(Source passage)
--------------------------------

Story Graduation Initiative

GANAS - Paving the Way for Transfer Success at Cal State East Bay

Toni Molle

 

 

​​​Graduation Initiative 2025 expands on the CSU's achievements in increasing student success with a focus on raising completion rates for first-time freshmen and community college transfer students. In September 2016, all campuses presented draft plans to improve completion rates and eliminate achievement gaps among low income and underserved students. All 23 CSU campuses are using a variety of strategies to improve persistence to degree and student retention.  The most effective campus practices engage students in learning and help draw the connection between their major of study and the world at large.

Cal State East Bay's GANAS (Gaining Access 'N Academic Success) is an effective high-impact program for transfer students. GANAS integrates academic and cultural approaches to welcome and socialize new transfer students with impressive results. Participants experience an increase in their confidence and academic success. While GANAS is open to all students, the program provides Latina/o-themed academic content and supportive services. Since its launch in 2013, GANAS has doubled in size and has been replicated as a model for other programs at CSUEB.

To get a better understanding the ways this program supports transfer students, we asked Melissa Cervantes, the coordinator for GANAS, to answer a few questions.

Q:  What are the benefits of participating in the GANAS Program for transfer students? 

Melissa: Students who participate in the GANAS Program receive three core benefits - coursework, counseling and mentoring. Student success is anchored on unique coursework. GANAS students are placed in a cohort and enroll together in two courses each quarter. One course is an upper-division general education (GE) course and the other is a Transfer Success Seminar course. The cohort moves together as a learning community through their first year at CSUEB, completing their undergraduate GE requirements.

The second core component of GANAS is intrusive advising. We have our own counselor on staff that does all of our academic advising and monitors students to ensure they are making academic progress toward their degree. The last core component is mentoring. We employ six peer mentors, which we call Herman@s, or big brothers/sisters. The peer mentors are in their second or third year as transfer students at CSUEB. They were participants in GANAS and serve as an extra layer of support for students.

--------------------------------

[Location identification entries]
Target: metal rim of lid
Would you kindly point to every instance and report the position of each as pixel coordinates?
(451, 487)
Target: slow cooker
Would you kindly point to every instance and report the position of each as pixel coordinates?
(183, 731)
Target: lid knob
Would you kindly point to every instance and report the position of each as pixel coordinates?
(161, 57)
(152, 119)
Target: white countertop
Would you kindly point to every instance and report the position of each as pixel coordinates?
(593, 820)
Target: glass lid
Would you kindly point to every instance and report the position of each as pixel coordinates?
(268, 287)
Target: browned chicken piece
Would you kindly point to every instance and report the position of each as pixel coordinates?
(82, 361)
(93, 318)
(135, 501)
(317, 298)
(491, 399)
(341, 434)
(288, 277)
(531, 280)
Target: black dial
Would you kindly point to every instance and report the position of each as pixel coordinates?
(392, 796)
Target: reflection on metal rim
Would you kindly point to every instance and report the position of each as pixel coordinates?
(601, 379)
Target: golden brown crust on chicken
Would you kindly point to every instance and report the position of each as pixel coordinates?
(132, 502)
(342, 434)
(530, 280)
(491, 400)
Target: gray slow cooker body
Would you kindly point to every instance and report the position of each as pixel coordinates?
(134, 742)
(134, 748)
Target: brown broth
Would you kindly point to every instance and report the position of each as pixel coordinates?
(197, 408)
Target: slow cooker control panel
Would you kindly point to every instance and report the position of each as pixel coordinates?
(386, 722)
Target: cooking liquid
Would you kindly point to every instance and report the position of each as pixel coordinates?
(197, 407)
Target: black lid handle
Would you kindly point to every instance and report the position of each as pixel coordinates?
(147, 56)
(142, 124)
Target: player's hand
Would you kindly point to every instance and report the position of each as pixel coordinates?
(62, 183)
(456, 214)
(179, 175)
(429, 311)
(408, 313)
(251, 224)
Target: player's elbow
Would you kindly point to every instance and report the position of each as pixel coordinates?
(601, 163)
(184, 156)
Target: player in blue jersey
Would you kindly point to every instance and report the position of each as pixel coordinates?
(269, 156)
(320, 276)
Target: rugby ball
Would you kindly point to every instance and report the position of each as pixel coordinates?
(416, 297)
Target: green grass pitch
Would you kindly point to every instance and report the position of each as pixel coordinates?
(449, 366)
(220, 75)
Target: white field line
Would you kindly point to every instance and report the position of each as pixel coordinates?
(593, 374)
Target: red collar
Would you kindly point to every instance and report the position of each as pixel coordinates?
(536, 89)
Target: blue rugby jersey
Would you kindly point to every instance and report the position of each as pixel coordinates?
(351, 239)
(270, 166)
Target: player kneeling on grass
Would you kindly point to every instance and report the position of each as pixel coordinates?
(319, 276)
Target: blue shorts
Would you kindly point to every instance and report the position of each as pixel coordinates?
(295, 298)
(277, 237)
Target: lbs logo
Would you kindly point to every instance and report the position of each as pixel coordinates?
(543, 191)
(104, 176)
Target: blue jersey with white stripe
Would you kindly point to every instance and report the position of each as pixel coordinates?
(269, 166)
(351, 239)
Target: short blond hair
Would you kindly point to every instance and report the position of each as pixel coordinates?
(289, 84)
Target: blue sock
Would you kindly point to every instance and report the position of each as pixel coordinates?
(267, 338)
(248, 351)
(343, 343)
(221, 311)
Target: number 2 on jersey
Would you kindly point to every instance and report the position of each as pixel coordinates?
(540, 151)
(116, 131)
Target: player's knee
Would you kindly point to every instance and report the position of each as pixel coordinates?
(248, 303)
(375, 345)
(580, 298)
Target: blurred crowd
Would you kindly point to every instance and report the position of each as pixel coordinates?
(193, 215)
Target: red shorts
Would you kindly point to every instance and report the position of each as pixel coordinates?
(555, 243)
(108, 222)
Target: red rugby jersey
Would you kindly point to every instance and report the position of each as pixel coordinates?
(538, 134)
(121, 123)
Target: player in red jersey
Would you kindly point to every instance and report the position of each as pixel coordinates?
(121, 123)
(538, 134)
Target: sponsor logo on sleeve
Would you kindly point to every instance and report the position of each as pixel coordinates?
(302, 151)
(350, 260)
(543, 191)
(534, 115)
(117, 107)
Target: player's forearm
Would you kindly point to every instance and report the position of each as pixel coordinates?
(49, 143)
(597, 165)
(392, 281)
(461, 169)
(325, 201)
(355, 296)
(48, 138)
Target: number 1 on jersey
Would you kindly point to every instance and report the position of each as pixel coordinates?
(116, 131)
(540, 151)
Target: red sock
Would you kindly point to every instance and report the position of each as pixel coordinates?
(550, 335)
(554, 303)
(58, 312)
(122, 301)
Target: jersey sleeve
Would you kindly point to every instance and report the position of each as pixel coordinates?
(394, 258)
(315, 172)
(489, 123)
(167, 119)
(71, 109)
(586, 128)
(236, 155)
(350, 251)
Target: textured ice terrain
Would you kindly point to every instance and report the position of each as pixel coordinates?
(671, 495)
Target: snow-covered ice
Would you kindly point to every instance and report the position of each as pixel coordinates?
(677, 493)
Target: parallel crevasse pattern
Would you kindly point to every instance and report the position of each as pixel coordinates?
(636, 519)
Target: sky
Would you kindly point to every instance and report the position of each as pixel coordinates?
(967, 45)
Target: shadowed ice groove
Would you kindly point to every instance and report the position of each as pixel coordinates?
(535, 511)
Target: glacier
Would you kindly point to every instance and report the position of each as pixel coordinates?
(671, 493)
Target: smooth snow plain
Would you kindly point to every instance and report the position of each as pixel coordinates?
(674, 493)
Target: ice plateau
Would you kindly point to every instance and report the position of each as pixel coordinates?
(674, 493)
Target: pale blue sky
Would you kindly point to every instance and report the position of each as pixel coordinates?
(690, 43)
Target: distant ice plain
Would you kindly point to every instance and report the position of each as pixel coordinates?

--------------------------------

(What is asked)
1) Retype the portion of the GANAS article that begins at the words "Melissa: Students who" and stops after "undergraduate GE requirements.".
2) Name the three core benefits that the GANAS article says participants in the program receive.
3) According to the GANAS article, in what year was the program launched?
These entries bear no relation to the GANAS article.

(Answers in order)
1)
Melissa: Students who participate in the GANAS Program receive three core benefits - coursework, counseling and mentoring. Student success is anchored on unique coursework. GANAS students are placed in a cohort and enroll together in two courses each quarter. One course is an upper-division general education (GE) course and the other is a Transfer Success Seminar course. The cohort moves together as a learning community through their first year at CSUEB, completing their undergraduate GE requirements.

2) Coursework, counseling, and mentoring.

3) 2013